Copy the text on early brain organization from "How do developing" up to and including "development before birth.", character for character.
**** EXERCISE PASSAGE ****
How do developing brains assemble and organize themselves?
Brain areas marked by distinct activity patterns very early, marsupial study shows
Courtesy of Linda RichardsBabies are born with brains pre-organized into areas dedicated to movement, vision, hearing and other functions, a critical infrastructure that equips them to start learning about the world from the moment they take their first breaths. But little is known about how the brain’s architecture is built because of the challenges involved in studying brain development before birth.
Enter fat-tailed dunnarts, mouse-like marsupials that are born after just 13 days of gestation, with brains still largely unformed. By monitoring the brain development of dunnart joeys as they matured in their mothers’ pouches, researchers at Washington University School of Medicine in St. Louis gleaned insights into how the outer surface of the brain, known as the cortex, organizes and structures itself — a crucial process that has been all but impenetrable to scientific investigation up to now. Understanding how brain structure normally emerges could provide essential clues to why and how the process sometimes goes awry, leading to neurological disorders.
**** GIVEN INFORMATION ****
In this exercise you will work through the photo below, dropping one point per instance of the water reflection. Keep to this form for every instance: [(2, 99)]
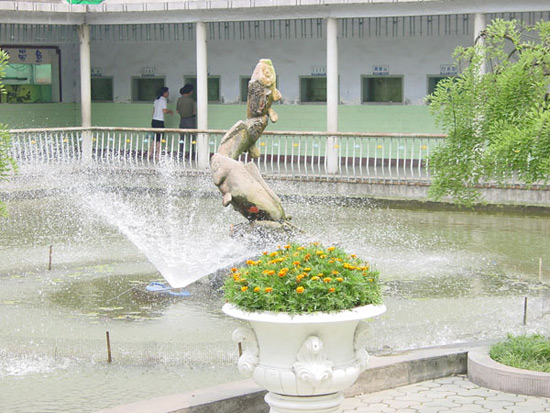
****
ANSWER BELOW =
How do developing brains assemble and organize themselves?
Brain areas marked by distinct activity patterns very early, marsupial study shows
Courtesy of Linda RichardsBabies are born with brains pre-organized into areas dedicated to movement, vision, hearing and other functions, a critical infrastructure that equips them to start learning about the world from the moment they take their first breaths. But little is known about how the brain’s architecture is built because of the challenges involved in studying brain development before birth.